Extracted records
_ _ _ _

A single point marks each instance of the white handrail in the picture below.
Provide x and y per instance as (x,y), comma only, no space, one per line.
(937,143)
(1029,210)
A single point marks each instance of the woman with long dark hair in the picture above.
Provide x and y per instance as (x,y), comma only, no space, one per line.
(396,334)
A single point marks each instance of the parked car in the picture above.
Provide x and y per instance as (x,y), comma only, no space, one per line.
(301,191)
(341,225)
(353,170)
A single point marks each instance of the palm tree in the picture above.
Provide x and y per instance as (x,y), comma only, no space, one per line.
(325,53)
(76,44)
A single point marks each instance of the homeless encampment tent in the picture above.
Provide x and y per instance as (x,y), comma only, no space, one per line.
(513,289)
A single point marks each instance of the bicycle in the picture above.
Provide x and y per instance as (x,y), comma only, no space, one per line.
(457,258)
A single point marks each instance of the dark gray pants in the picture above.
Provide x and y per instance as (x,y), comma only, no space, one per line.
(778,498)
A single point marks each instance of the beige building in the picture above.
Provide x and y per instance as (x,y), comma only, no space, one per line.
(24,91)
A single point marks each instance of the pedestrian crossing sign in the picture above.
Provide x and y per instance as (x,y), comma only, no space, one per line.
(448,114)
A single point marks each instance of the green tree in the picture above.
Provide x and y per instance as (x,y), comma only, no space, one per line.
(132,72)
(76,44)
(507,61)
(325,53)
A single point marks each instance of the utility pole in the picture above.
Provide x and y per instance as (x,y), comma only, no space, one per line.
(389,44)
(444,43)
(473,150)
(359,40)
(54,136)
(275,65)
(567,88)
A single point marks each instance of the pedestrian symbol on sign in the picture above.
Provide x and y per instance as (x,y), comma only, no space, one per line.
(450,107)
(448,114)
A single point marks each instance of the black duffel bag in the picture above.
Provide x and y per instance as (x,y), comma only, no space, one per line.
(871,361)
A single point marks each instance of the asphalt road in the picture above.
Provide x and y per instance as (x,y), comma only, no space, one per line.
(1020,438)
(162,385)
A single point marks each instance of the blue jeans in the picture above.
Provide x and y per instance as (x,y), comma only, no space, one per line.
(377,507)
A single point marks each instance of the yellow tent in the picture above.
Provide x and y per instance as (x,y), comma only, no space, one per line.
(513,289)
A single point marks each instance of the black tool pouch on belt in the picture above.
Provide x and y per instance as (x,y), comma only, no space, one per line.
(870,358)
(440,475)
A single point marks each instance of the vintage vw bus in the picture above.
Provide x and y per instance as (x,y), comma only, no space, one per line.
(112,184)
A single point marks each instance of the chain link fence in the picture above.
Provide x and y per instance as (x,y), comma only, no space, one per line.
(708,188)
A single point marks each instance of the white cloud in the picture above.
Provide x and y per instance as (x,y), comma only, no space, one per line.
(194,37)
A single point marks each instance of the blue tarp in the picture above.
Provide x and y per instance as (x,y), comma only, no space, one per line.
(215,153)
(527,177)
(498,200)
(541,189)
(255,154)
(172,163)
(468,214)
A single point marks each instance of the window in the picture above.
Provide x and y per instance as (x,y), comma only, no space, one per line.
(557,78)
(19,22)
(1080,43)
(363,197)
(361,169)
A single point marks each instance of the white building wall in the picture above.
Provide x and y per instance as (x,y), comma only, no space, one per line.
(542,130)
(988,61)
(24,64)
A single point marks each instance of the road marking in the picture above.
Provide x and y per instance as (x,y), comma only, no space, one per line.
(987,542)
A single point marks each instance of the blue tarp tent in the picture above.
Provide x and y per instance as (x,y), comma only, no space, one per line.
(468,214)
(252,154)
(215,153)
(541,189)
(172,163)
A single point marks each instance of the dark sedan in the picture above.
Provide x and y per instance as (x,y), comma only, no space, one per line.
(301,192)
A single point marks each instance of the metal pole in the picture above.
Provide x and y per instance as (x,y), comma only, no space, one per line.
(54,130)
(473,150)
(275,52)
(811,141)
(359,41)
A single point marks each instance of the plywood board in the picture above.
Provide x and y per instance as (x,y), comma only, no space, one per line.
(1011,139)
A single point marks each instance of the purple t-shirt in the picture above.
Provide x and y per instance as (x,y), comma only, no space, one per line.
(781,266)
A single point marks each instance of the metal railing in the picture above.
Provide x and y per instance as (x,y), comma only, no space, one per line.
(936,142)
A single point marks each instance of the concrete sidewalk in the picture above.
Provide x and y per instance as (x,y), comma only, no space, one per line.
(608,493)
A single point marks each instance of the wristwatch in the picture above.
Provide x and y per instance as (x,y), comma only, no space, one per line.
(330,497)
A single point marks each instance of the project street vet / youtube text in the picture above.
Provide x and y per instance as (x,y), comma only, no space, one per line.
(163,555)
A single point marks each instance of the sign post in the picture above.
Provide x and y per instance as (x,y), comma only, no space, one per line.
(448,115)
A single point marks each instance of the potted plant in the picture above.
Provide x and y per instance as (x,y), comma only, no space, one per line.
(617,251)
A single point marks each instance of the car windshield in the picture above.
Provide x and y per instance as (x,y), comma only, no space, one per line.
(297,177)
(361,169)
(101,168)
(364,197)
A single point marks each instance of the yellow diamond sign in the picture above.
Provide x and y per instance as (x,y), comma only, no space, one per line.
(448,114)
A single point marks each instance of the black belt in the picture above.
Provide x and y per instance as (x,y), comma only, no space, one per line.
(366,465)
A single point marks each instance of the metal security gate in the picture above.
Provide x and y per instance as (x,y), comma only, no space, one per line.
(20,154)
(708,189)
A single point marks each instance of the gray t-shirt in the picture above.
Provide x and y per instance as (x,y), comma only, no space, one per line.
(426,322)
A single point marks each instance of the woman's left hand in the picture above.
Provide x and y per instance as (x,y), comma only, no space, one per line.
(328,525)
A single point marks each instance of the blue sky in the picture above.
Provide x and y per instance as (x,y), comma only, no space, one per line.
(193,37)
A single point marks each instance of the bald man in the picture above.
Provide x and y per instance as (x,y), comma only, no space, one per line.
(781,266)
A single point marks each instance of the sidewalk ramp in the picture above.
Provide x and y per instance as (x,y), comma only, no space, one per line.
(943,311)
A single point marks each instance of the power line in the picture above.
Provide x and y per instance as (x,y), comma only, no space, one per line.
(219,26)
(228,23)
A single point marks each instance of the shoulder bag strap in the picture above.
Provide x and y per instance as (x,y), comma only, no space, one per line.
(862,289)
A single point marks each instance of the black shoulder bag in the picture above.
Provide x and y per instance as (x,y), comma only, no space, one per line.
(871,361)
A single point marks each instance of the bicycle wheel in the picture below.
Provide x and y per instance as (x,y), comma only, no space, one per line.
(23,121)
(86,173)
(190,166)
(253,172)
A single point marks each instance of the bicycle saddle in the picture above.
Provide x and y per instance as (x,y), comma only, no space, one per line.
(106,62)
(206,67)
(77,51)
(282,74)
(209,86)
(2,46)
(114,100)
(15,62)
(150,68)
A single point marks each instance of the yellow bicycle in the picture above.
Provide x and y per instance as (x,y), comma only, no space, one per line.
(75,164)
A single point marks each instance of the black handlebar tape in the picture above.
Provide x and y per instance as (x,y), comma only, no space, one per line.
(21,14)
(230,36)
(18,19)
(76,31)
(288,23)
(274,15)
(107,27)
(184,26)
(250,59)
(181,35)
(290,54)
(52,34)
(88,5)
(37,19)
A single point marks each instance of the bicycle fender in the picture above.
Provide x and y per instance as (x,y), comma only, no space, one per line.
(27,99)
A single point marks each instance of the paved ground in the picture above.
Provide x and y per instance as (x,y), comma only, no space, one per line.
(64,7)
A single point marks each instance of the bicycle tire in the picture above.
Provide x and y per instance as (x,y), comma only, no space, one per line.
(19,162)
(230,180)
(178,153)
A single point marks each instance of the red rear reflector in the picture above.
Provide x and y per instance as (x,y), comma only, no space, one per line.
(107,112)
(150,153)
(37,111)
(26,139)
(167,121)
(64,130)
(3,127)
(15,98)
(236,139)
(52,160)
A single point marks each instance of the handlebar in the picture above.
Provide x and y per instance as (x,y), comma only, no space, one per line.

_ _ _ _

> AIM OF THE EXERCISE
Locate the line that contains "A single point marks each instance of the bicycle tire". Repeat it and every line after it, up to and including the final line, exactly.

> TASK OUTPUT
A single point marks each instance of the bicycle tire in the picture above.
Provide x and y per instance as (x,y), comma only, no space, one per line.
(19,162)
(230,180)
(178,153)
A single point marks each instance of the red rear reflector in the picture above.
Provide x and y per instance as (x,y), comma only, no space, one per line.
(107,112)
(150,153)
(37,111)
(26,139)
(167,121)
(64,130)
(3,127)
(15,98)
(236,139)
(52,160)
A single point marks each instance of the handlebar in the picture above.
Provide x and y per instance as (x,y), comma only, no space, one per line.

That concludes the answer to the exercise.